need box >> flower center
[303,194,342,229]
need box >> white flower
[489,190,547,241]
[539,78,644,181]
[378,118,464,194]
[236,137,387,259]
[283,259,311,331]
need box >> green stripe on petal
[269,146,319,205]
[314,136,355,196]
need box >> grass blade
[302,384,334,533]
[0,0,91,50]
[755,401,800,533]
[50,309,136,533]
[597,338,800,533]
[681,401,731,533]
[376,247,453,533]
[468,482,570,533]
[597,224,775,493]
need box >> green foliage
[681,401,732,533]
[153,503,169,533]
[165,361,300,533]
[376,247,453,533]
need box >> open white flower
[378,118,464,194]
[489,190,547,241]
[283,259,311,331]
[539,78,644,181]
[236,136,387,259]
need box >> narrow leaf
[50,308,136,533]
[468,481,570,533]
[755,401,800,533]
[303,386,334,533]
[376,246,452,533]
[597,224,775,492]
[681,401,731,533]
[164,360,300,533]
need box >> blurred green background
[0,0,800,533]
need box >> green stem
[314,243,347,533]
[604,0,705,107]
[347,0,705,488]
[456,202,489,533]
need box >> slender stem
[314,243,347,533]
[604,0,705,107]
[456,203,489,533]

_ _ _

Could you recast as a numbered list everything from the line containing "need box >> green foliage" down to the final line, including both, and leave out any blank lines?

▶ [Answer for the task]:
1. need box >> green foliage
2. [681,401,732,533]
3. [153,503,169,533]
4. [165,361,300,533]
5. [376,247,453,533]
6. need box >> open white flower
7. [378,118,464,194]
8. [489,190,547,241]
9. [283,259,311,331]
10. [539,78,644,181]
11. [236,136,387,259]
12. need box >> narrow leaf
13. [50,308,136,533]
14. [468,481,570,533]
15. [755,401,800,533]
16. [303,386,334,533]
17. [376,246,452,533]
18. [597,224,775,492]
19. [681,401,731,533]
20. [164,360,300,533]
21. need box >> blurred green background
22. [0,0,800,533]
23. need box >> green stem
24. [314,243,347,533]
25. [604,0,705,107]
26. [347,0,705,488]
27. [456,202,489,533]
28. need box >> slender stem
29. [314,243,347,533]
30. [604,0,705,107]
31. [456,203,489,533]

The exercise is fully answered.